PROBLEMS>
a: Translate this sentence from the passage on Sri Lanka's justice system into Spanish: "The result is the increase in crime across society and the spread of vigilante justice."
b: In the passage on Sri Lanka's justice system, reproduce everything from "Without resolving the" down to "into justice functions." without any changes.

PROVIDED TEXT>
- - - - -
Without resolving the problem of undue delay, no other efforts can remove the negative impact of the justice system. However, everyone seems to consider this as a problem that is impossible to undo. “Delays will always be there”, seems to the unwritten rule underlying Sri Lanka’s justice system. Mere verbal statements condemning delays, often made in response to public criticism, are purely ritualistic in nature and are not meant to be taken seriously.
Justice System remains within the primitive colonial mode
In the outside world, ideas of policing, prosecution, and judicial interventions, particularly in terms of criminal justice, have undergone enormous changes. The driving force of change has been the absorption of modern science and technology into justice functions.
A most significant change has been the manner in which evidence is gathered by the use of science and technology. From this point of view, the Sri Lankan system still remains in the bullock cart age.
The manner in which untrained policemen beat up suspects, day in day out, in all police station in Sri Lanka, with the view to collect oral evidence, and the way prosecutors and judges turn a blind eye to this obsolete and inhumane practice, is an adequate demonstration of the primitive nature of our entire system of criminal justice.
The result is the increase in crime across society and the spread of vigilante justice. The justice system has thus become a major cause for the demoralization of the people. Murderers, rapists, money swindlers, and other criminals, are quite happy and grateful to the justice system. The system is also good for the bad politicians.
The bad aspects of the system could constitute a litany. There is no need to reiterate the list, as everyone, including officials in the three branches of justice are fully aware of them. In fact, there is no one who says anything good about this system any more. Someone wrote recently that this is a “jack ass system”.
- - - - -
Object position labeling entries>
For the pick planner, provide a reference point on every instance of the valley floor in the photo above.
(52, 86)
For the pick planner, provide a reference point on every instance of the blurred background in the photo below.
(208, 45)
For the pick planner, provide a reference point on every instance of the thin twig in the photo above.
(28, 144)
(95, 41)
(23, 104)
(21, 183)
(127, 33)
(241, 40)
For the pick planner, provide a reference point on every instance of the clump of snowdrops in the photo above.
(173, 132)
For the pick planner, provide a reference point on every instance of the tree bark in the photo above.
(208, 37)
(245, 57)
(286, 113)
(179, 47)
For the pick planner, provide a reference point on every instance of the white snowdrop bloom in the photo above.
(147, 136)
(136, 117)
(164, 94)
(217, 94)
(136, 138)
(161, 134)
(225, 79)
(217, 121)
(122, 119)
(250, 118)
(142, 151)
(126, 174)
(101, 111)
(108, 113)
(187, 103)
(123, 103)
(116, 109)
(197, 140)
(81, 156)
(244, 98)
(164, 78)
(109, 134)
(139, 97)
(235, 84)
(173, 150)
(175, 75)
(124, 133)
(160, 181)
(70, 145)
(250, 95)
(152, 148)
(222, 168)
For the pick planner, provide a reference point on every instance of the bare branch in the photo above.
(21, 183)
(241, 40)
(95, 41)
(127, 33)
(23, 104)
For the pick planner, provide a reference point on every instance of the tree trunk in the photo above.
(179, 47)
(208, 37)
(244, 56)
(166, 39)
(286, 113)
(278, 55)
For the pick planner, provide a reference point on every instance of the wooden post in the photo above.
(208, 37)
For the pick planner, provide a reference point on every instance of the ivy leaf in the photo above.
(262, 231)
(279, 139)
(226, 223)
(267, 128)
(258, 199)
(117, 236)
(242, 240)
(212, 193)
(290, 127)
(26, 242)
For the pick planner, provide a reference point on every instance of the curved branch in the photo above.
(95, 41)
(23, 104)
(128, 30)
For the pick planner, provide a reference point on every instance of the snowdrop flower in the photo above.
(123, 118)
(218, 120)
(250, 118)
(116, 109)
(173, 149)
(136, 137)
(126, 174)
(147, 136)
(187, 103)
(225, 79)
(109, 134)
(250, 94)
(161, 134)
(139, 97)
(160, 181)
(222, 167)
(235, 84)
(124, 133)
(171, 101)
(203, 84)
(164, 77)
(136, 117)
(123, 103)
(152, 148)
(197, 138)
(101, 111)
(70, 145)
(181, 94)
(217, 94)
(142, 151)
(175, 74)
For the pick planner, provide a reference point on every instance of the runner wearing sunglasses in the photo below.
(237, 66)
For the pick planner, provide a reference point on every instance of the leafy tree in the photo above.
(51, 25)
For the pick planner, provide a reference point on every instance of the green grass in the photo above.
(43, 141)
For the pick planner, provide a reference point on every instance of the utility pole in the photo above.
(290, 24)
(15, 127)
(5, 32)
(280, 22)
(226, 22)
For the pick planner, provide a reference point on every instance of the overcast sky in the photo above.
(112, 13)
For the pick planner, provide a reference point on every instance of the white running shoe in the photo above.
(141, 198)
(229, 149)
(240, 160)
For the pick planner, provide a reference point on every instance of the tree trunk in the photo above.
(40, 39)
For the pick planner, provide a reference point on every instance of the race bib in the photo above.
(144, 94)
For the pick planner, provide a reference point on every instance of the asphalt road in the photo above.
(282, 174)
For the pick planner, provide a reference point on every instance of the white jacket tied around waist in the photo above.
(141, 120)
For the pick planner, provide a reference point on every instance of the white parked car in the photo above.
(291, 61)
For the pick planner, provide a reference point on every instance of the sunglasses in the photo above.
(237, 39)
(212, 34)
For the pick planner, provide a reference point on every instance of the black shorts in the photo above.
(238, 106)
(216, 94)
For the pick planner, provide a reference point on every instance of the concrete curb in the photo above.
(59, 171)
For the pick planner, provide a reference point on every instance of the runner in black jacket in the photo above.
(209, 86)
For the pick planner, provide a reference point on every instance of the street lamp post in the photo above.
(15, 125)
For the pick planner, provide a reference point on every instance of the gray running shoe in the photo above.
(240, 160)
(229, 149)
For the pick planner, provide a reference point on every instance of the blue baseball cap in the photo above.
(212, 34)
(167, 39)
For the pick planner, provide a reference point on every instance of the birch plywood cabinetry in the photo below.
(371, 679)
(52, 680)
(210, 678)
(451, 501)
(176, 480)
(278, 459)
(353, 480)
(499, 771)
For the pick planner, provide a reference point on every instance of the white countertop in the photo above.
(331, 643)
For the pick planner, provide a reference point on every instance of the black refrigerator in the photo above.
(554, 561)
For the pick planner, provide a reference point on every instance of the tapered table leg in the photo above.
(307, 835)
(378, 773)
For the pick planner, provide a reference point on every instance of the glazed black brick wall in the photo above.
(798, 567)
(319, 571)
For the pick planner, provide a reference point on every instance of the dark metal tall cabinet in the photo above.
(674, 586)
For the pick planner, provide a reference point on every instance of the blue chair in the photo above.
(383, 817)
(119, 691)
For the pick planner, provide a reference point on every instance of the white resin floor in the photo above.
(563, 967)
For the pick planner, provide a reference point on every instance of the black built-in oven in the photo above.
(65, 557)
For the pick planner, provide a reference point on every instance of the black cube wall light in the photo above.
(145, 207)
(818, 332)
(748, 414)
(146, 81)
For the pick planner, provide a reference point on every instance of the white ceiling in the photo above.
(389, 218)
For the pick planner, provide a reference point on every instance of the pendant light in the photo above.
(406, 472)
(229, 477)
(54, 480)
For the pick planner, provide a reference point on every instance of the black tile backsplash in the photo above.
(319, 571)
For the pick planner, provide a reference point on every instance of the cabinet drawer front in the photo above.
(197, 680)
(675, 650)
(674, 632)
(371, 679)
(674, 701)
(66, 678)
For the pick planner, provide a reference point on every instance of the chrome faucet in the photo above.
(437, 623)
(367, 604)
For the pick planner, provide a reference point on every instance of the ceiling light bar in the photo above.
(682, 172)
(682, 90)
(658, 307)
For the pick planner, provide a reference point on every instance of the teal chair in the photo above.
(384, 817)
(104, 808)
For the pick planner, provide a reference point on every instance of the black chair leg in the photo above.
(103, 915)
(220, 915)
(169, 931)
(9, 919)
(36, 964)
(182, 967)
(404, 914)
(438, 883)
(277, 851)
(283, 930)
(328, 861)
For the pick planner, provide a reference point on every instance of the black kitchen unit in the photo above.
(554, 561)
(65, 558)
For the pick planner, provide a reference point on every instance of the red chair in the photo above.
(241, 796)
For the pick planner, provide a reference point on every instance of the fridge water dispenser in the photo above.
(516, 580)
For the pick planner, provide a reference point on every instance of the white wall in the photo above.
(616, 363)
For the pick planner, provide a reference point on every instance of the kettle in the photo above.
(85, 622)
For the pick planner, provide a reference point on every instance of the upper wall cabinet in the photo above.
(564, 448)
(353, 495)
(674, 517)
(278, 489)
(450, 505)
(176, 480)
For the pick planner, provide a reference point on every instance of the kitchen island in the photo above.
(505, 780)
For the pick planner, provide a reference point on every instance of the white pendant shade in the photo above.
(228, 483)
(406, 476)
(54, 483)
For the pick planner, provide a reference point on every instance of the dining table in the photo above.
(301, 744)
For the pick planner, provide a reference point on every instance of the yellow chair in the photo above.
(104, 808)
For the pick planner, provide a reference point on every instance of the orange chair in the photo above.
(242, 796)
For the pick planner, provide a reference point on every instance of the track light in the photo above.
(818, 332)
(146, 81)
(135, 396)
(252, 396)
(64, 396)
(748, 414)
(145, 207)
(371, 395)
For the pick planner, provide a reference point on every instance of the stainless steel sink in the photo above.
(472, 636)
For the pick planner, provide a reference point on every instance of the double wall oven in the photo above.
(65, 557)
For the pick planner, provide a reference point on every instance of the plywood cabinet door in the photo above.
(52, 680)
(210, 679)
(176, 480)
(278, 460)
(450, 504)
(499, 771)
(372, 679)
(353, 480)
- - - - -
TASK ANSWERS>
a: El resultado es el aumento de la delincuencia en toda la sociedad y la propagación de la justicia por mano propia.

b:
Without resolving the problem of undue delay, no other efforts can remove the negative impact of the justice system. However, everyone seems to consider this as a problem that is impossible to undo. “Delays will always be there”, seems to the unwritten rule underlying Sri Lanka’s justice system. Mere verbal statements condemning delays, often made in response to public criticism, are purely ritualistic in nature and are not meant to be taken seriously.
Justice System remains within the primitive colonial mode
In the outside world, ideas of policing, prosecution, and judicial interventions, particularly in terms of criminal justice, have undergone enormous changes. The driving force of change has been the absorption of modern science and technology into justice functions.